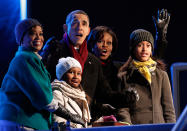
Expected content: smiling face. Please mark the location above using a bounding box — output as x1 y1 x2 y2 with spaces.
64 14 90 47
65 67 82 88
94 32 113 60
21 26 44 52
134 41 152 62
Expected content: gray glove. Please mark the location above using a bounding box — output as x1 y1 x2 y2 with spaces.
53 103 85 127
153 9 170 40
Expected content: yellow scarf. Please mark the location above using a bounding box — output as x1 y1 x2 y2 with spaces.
132 58 157 84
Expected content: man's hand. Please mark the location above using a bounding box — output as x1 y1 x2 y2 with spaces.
153 9 170 39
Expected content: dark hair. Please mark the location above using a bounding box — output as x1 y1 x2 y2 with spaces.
66 10 90 25
87 26 118 54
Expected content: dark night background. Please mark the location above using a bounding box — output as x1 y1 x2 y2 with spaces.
0 0 187 88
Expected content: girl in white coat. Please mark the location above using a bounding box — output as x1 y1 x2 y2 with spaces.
52 57 91 128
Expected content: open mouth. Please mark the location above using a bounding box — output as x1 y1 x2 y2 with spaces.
33 41 41 46
76 34 83 37
101 49 107 55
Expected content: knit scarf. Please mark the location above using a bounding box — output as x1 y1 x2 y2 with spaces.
132 58 157 84
63 33 88 70
52 80 91 122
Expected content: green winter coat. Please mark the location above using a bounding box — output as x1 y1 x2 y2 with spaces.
0 47 53 130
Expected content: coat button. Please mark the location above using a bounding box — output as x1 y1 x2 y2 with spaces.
149 120 153 124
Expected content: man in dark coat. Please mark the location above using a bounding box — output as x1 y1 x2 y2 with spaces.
41 10 135 118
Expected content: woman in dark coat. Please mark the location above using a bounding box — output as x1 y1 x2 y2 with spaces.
118 29 176 124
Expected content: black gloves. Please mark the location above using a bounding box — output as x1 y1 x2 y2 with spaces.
53 103 85 127
153 9 170 40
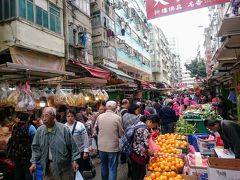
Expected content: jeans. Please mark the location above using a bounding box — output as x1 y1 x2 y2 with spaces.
14 164 32 180
99 151 118 180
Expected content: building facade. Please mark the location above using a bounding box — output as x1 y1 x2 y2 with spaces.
113 0 152 80
90 0 117 68
150 26 173 84
0 0 65 71
67 0 93 65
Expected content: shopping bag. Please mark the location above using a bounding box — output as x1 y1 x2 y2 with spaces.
75 171 84 180
148 136 160 154
91 138 97 149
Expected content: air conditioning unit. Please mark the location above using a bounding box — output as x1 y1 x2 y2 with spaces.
90 0 97 4
117 1 123 9
78 26 87 32
136 24 141 31
119 39 125 44
112 3 118 9
74 43 85 49
104 43 111 48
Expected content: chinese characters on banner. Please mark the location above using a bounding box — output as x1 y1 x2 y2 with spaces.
147 0 230 20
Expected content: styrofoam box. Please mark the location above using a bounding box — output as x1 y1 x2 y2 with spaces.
197 138 216 155
208 158 240 180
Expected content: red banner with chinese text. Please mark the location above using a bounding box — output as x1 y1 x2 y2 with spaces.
147 0 230 20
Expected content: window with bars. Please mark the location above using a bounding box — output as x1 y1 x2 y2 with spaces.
49 3 61 33
0 0 16 21
0 0 61 33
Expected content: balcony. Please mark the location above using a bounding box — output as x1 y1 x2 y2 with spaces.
116 25 150 59
93 42 116 64
0 1 64 57
215 6 240 72
117 49 151 74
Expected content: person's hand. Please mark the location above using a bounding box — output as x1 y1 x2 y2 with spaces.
72 161 79 172
29 163 37 174
147 149 154 156
83 152 88 159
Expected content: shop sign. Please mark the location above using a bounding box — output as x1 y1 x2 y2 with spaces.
147 0 229 20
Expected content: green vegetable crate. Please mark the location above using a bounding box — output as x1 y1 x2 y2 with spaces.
185 119 210 134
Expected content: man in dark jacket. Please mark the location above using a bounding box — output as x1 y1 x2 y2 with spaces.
158 101 177 134
204 119 240 159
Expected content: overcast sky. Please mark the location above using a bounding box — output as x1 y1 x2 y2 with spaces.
150 8 209 62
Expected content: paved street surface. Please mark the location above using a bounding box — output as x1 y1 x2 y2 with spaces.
84 158 130 180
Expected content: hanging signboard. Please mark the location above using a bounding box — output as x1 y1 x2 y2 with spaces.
147 0 229 20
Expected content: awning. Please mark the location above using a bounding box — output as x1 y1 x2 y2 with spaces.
103 66 134 82
141 81 157 90
218 16 240 37
9 47 65 71
69 61 111 80
214 35 240 63
0 62 75 81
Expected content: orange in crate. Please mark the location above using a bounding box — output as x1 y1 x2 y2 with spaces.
144 171 184 180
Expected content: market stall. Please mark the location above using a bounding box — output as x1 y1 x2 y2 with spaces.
182 104 222 133
145 129 240 180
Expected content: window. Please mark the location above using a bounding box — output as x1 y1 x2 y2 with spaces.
43 10 48 28
49 3 61 33
72 0 90 16
92 14 101 26
18 0 26 18
0 0 16 21
36 6 43 26
27 0 34 22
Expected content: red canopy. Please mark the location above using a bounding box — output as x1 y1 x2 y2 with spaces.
71 61 111 80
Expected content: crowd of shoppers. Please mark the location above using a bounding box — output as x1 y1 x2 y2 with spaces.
6 90 240 180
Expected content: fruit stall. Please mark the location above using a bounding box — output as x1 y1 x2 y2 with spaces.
144 130 240 180
181 104 222 133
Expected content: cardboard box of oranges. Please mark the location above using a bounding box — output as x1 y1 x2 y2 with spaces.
144 171 184 180
148 155 184 173
158 133 187 141
155 134 189 155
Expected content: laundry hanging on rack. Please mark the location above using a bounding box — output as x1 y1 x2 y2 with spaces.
121 28 126 36
107 29 115 37
228 90 237 104
79 32 87 47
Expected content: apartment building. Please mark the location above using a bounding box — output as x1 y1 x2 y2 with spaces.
113 0 152 80
204 3 229 78
90 0 117 68
0 0 65 71
65 0 93 65
150 25 173 84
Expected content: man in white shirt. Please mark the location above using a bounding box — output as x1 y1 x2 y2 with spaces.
96 101 124 180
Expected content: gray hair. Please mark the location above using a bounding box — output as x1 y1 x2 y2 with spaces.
106 101 117 110
43 107 57 117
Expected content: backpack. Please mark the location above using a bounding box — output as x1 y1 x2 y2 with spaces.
7 123 32 165
120 120 147 155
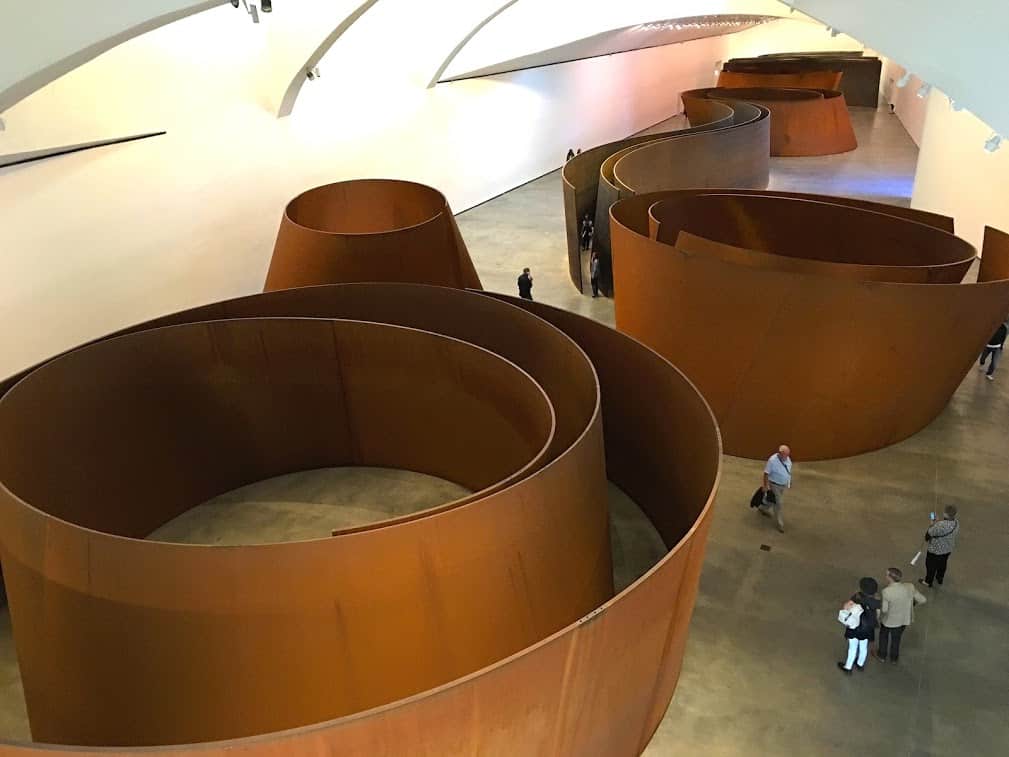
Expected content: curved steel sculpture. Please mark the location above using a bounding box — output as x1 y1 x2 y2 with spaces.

Stated task: Format every line of the listing above as a JSON list of strings, one string per line, omitting blank lines and the pictures.

The answer:
[
  "Expected content: smiling face. Please mark the location above using a bounding box — output as x1 y1 x2 y2 with spaces.",
  "64 14 90 47",
  "65 67 82 88",
  "94 32 113 60",
  "21 26 44 52",
  "134 41 152 62",
  "Expected content: gray glove. Please mark the location above using a bounding box — output as x1 y1 x2 y2 with spaces.",
  "53 103 85 127",
  "153 9 170 40",
  "Expected content: yellow scarf. Please mark the location above using a bounding box — output as x1 y1 x2 y2 with spaces.",
  "132 58 157 84",
  "Expected content: man's hand. Please mark the location above using a bounding box — output as x1 y1 x2 y2 with spaces.",
  "153 9 170 39",
  "Expected content: dark hair. Please mark the location above using a bounding box — output as x1 y1 x2 y2 with spaces.",
  "66 10 90 25",
  "87 26 118 54",
  "Expected content: dark night background. Please mark the location above using a bounding box — output as x1 y1 x2 y2 with spaces.",
  "0 0 187 88",
  "Expected content: girl in white coat. Please mark the location above using a bounding box — output as x1 y1 x2 y2 with spaces.",
  "52 57 91 128",
  "Expected content: open mouth. Please mark the location above using a bounding box — output as x1 y1 x2 y2 with spaces.",
  "33 41 41 46",
  "76 34 83 37",
  "101 49 107 55",
  "Expected content: knit scarf. Please mark the location above using a bounding box — output as x1 y1 x2 y2 with spaces.",
  "132 58 157 84",
  "63 33 88 70",
  "52 80 91 122",
  "Expected content: green winter coat. Please mark the location above using a bounding box — output as x1 y1 x2 y2 with spaces.",
  "0 47 53 130",
  "Expected content: coat button. Please mark the location above using a bounding box — output as x1 y1 x2 y2 with spaces.",
  "149 120 153 124",
  "Expected content: man in dark coat. Please mark the location above using a bounding box — output as x1 y1 x2 y2 with spaces.",
  "41 10 135 118",
  "Expected content: woman in dark coat. Please mark the location above using a bounding box — output as x1 y1 x2 y2 with spaces.",
  "118 29 176 124",
  "Expected content: black gloves. Please mark the location above using a bounding box — output as x1 y1 x2 y2 with spaces.",
  "53 103 85 127",
  "153 9 170 40",
  "Expected content: jeans. Please mark the location above using a bounding box — output as x1 y1 x2 y2 with spaces.",
  "14 164 32 180",
  "99 151 118 180",
  "Expected content: building facade. Please mark the location above using a bounding box — output as x1 y1 x2 y2 with spaces.",
  "113 0 152 80",
  "90 0 117 68",
  "150 26 173 84",
  "0 0 65 71",
  "67 0 93 65",
  "Expected content: shopping bag. Please mark the location above using a bounding box — output as x1 y1 x2 y2 with spaces.",
  "75 171 84 180",
  "148 136 160 154",
  "91 138 97 149",
  "Expected content: air conditioning unit. Please mark the location above using a bounding box — output as x1 y1 x2 y2 with spaces.",
  "90 0 97 4",
  "117 1 123 9",
  "78 26 87 32",
  "136 24 141 31",
  "119 39 125 44",
  "112 3 118 9",
  "74 43 85 49",
  "104 43 111 48",
  "Expected content: chinese characters on banner. Please mark the location above using a bounding box — output as x1 y1 x2 y2 with spaces.",
  "147 0 230 20",
  "Expected content: styrofoam box. Please mark the location above using a bounding box — output as x1 y1 x2 y2 with spaces.",
  "197 138 216 155",
  "208 158 240 180",
  "Expected content: red banner with chinese text. Please mark the location above using a bounding box — output as x1 y1 x2 y2 with spaces.",
  "147 0 230 20",
  "Expected content: window with bars. Please mark the location above using a bounding box — output as x1 y1 x2 y2 with spaces.",
  "49 3 61 33",
  "0 0 16 21",
  "0 0 61 33",
  "Expected content: balcony. Please mark the location above using a bounding box — output as x1 y1 x2 y2 with spaces.",
  "116 25 150 59",
  "93 42 116 64",
  "0 1 64 57",
  "215 6 240 72",
  "117 49 151 74",
  "Expected content: person's hand. Please mark the location above using a bounding box — output as x1 y1 x2 y2 with spaces.",
  "72 161 79 172",
  "29 163 37 174",
  "147 149 154 156",
  "83 152 88 159",
  "Expected content: shop sign. Please mark the location above using a bounding box — output as x1 y1 x2 y2 with spaces.",
  "147 0 229 20",
  "Expected content: green vegetable crate. Please mark the location above using a bounding box — output as x1 y1 x2 y2 with spaces.",
  "185 119 210 134",
  "Expected content: man in dark jacket. Please mark the location above using a bounding box — output as x1 y1 x2 y2 with spaces.",
  "158 101 177 134",
  "204 119 240 159",
  "Expected content: overcast sky. Please mark the location above using a bounding box — output as x1 y1 x2 y2 with spaces.",
  "150 8 209 62",
  "Expected content: paved street surface. Please mark the location above using a bounding box — output as x1 y1 x2 y2 with spaces.",
  "84 158 130 180",
  "Expected content: hanging signboard. Please mark the location above using a bounding box — output as x1 y1 x2 y2 with spaces.",
  "147 0 229 20",
  "Expected content: awning. Please mark the location above using a bounding box — output as x1 y1 x2 y2 with spaces.",
  "103 66 134 82",
  "141 81 157 90",
  "218 16 240 37",
  "9 47 65 71",
  "69 61 111 80",
  "214 35 240 63",
  "0 62 75 81",
  "Expected content: orange in crate. Please mark the location above using a bounding box — output as x1 y1 x2 y2 with spaces.",
  "144 171 184 180",
  "Expected content: market stall. Please mark the location above using a bounding box — output as x1 y1 x2 y2 with spaces.",
  "182 104 222 133",
  "145 129 240 180",
  "Expected content: window. Please mark the location above using a bounding box — output as x1 y1 x2 y2 with spaces.",
  "43 10 48 28",
  "49 3 61 33",
  "72 0 90 16",
  "92 14 101 26",
  "18 0 26 18",
  "0 0 16 21",
  "36 6 43 26",
  "27 0 34 22",
  "Expected content: red canopy. Please mark the location above using a bounding box — output as x1 y1 x2 y2 with spaces.",
  "71 61 111 80",
  "Expected content: crowd of shoppers. Please mark the location above using a bounding box — output as x1 y1 x2 y2 with spaces.",
  "6 90 240 180",
  "Expected content: fruit stall. Please mark the location above using a bounding box — output as x1 y1 x2 y2 with spaces.",
  "144 130 240 180",
  "181 104 222 133",
  "Expected content: cardboard box of oranges. Please mark the location above using a bounding box — output as x1 y1 x2 y2 with spaces.",
  "144 171 184 180",
  "148 155 184 173",
  "158 133 187 141",
  "155 134 189 155",
  "Expected content: laundry hanging on rack. Please mark the location above using a bounding box — output as x1 y1 x2 y2 with spaces.",
  "121 28 126 36",
  "107 29 115 37",
  "228 90 237 104",
  "79 32 87 47",
  "Expected content: apartment building. Please mark the location above using a bounding box — output as x1 y1 x2 y2 with spaces.",
  "113 0 152 80",
  "204 3 229 78",
  "90 0 117 68",
  "0 0 65 71",
  "65 0 93 65",
  "150 25 173 84",
  "Expected content: man in white shirt. Please mark the location above using a bounding box — output as x1 y1 x2 y2 with spaces.",
  "96 101 124 180",
  "Expected content: gray hair. Please mark the location above using a bounding box — output as x1 y1 x2 y2 with spaces.",
  "106 101 117 110",
  "43 107 57 117",
  "Expected content: backpack. Please mark the location above using a bounding box — output as x1 y1 x2 y2 with spaces.",
  "7 123 32 165",
  "120 120 147 155",
  "Expected content: curved steel sculpture. Please mark the location above using a bounding box — output as x1 y1 x2 y2 with spaces."
]